● Extracted material:
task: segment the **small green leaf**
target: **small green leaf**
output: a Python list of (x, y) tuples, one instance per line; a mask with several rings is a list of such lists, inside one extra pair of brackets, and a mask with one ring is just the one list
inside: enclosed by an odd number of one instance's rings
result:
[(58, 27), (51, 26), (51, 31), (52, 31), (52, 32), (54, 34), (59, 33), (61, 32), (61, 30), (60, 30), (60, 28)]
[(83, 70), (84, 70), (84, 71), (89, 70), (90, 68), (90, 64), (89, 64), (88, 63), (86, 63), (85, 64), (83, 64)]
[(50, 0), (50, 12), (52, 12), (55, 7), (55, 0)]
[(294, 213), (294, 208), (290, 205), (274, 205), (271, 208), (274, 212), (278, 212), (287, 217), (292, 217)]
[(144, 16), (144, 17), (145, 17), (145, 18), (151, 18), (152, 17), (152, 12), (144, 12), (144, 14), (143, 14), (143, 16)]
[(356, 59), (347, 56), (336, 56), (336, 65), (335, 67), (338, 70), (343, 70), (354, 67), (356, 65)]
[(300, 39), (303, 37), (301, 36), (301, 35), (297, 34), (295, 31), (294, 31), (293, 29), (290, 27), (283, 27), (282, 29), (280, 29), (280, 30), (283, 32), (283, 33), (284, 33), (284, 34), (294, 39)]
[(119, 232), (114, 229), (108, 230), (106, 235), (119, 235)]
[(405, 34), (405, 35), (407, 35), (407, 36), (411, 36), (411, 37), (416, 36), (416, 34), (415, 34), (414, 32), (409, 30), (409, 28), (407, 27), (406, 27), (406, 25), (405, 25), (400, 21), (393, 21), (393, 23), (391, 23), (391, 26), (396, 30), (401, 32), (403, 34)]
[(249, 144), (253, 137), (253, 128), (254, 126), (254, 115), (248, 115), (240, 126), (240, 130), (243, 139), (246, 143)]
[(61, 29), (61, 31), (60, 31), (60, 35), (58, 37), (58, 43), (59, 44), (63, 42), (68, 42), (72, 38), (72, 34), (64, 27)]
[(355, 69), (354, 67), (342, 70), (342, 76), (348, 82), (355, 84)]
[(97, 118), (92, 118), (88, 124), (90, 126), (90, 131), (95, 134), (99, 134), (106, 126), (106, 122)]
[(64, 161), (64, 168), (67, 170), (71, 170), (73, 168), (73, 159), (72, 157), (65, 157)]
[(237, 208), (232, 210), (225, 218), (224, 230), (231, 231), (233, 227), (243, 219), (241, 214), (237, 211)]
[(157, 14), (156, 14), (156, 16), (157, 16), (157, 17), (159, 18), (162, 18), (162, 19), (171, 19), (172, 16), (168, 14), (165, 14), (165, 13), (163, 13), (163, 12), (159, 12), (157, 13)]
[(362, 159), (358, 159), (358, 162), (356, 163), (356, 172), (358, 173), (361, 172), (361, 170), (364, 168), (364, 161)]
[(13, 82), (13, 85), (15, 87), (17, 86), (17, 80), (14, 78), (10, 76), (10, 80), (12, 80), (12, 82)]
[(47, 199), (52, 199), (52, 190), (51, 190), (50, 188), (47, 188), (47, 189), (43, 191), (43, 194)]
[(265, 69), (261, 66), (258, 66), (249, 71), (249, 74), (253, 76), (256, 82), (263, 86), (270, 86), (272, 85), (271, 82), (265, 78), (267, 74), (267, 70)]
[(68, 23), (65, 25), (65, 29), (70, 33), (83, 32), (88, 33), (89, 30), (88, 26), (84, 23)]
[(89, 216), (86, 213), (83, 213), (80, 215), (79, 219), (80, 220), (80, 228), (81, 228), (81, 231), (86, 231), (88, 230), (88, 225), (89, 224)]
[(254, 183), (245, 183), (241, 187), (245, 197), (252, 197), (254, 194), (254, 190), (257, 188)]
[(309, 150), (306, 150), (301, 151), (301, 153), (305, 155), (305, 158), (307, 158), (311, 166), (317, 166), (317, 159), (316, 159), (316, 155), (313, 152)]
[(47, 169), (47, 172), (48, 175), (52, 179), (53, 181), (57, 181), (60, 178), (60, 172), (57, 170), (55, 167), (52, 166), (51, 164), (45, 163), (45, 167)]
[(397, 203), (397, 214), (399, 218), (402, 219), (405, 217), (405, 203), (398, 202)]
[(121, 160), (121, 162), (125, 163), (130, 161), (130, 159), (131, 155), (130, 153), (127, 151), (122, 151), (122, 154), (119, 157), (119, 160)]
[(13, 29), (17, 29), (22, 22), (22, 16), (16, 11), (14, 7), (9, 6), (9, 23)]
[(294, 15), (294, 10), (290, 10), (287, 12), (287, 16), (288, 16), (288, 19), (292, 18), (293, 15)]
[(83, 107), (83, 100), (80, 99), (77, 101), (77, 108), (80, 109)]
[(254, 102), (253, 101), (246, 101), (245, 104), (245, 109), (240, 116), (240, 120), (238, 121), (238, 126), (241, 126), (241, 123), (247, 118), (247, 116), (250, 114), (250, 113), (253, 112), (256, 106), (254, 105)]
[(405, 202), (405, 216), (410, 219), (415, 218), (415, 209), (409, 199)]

● Task brief:
Copy the listing above line for line, changing nothing.

● Answer to the problem:
task: segment the **small green leaf**
target: **small green leaf**
output: a Python list of (x, y) tuples, one instance per line; a mask with several rings is a list of such lists, inside one extra pair of brackets, and a mask with one ring is just the one list
inside: enclosed by an odd number of one instance's rings
result:
[(58, 27), (51, 26), (51, 31), (52, 31), (52, 32), (54, 34), (59, 33), (61, 32), (61, 30), (60, 30), (60, 28)]
[(83, 70), (84, 70), (84, 71), (89, 70), (90, 68), (90, 64), (89, 64), (88, 63), (86, 63), (85, 64), (83, 64)]
[(50, 0), (50, 12), (52, 12), (55, 7), (55, 0)]
[(294, 213), (294, 208), (290, 205), (274, 205), (271, 208), (274, 212), (278, 212), (287, 217), (292, 217)]
[(144, 16), (144, 17), (145, 17), (145, 18), (151, 18), (152, 17), (152, 12), (144, 12), (144, 14), (143, 14), (143, 16)]
[(356, 59), (347, 56), (336, 56), (336, 65), (335, 67), (338, 70), (343, 70), (354, 67), (356, 65)]
[(300, 39), (303, 37), (301, 36), (301, 35), (297, 34), (295, 31), (294, 31), (293, 29), (290, 27), (283, 27), (282, 29), (280, 29), (280, 30), (283, 32), (283, 33), (284, 33), (284, 34), (294, 39)]
[(119, 232), (114, 229), (108, 230), (106, 235), (119, 235)]
[(405, 34), (405, 35), (407, 35), (407, 36), (411, 36), (411, 37), (416, 36), (416, 34), (415, 34), (414, 32), (409, 30), (409, 28), (407, 27), (406, 27), (406, 25), (405, 25), (400, 21), (393, 21), (393, 23), (391, 23), (391, 26), (396, 30), (401, 32), (403, 34)]
[(249, 144), (253, 137), (253, 128), (254, 126), (254, 115), (248, 115), (240, 126), (240, 130), (243, 139), (246, 143)]
[(61, 29), (61, 31), (60, 31), (60, 35), (58, 37), (58, 43), (59, 44), (63, 42), (68, 42), (72, 38), (72, 34), (64, 27)]
[(355, 69), (354, 67), (342, 70), (342, 76), (348, 82), (355, 84)]
[(97, 118), (92, 118), (88, 124), (90, 126), (90, 131), (95, 134), (99, 134), (106, 126), (106, 122)]
[(64, 161), (64, 168), (67, 170), (71, 170), (73, 168), (73, 159), (72, 157), (65, 157)]
[(237, 208), (232, 210), (225, 218), (224, 230), (231, 231), (233, 227), (243, 219), (241, 214), (237, 211)]
[(157, 14), (156, 14), (156, 16), (157, 16), (157, 17), (159, 18), (162, 18), (162, 19), (171, 19), (172, 16), (168, 14), (165, 14), (165, 13), (163, 13), (163, 12), (159, 12), (157, 13)]
[(362, 159), (358, 159), (358, 162), (356, 163), (356, 172), (358, 173), (361, 172), (361, 170), (364, 168), (364, 161)]
[(13, 82), (13, 85), (15, 87), (17, 86), (17, 80), (14, 78), (10, 76), (10, 80), (12, 80), (12, 82)]
[(47, 199), (52, 199), (52, 190), (51, 190), (50, 188), (47, 188), (47, 189), (43, 191), (43, 194)]
[(265, 69), (261, 66), (258, 66), (249, 71), (249, 74), (253, 76), (256, 82), (263, 86), (270, 86), (272, 85), (271, 82), (265, 78), (267, 74), (267, 70)]
[(68, 23), (65, 25), (65, 29), (70, 33), (83, 32), (88, 33), (89, 30), (88, 26), (84, 23)]
[(89, 216), (86, 213), (83, 213), (80, 215), (79, 219), (80, 220), (80, 228), (81, 228), (81, 231), (86, 231), (88, 230), (88, 225), (89, 224)]
[(254, 183), (245, 183), (241, 187), (245, 197), (252, 197), (254, 194), (254, 190), (257, 188)]
[(309, 150), (306, 150), (301, 151), (301, 153), (305, 155), (305, 158), (307, 158), (311, 166), (317, 166), (317, 159), (316, 159), (316, 155), (313, 152)]
[(47, 169), (47, 172), (48, 175), (52, 179), (53, 181), (57, 181), (60, 178), (60, 172), (57, 170), (55, 167), (52, 166), (51, 164), (45, 163), (45, 167)]
[(397, 203), (397, 214), (399, 218), (402, 219), (405, 217), (405, 203), (398, 202)]
[(121, 160), (121, 162), (125, 163), (130, 161), (130, 159), (131, 155), (130, 153), (127, 151), (122, 151), (122, 154), (119, 157), (119, 160)]
[(13, 29), (17, 29), (22, 22), (22, 16), (16, 11), (14, 7), (9, 6), (9, 23)]
[(294, 15), (294, 10), (290, 10), (287, 12), (287, 16), (288, 16), (288, 19), (292, 18), (293, 15)]
[(83, 107), (83, 100), (80, 99), (77, 101), (77, 108), (80, 109)]
[(254, 102), (253, 101), (246, 101), (245, 104), (245, 109), (240, 116), (240, 120), (238, 121), (238, 126), (241, 126), (241, 123), (247, 118), (247, 116), (250, 114), (250, 113), (253, 112), (256, 106), (254, 105)]
[(405, 202), (405, 216), (410, 219), (415, 218), (415, 209), (409, 199)]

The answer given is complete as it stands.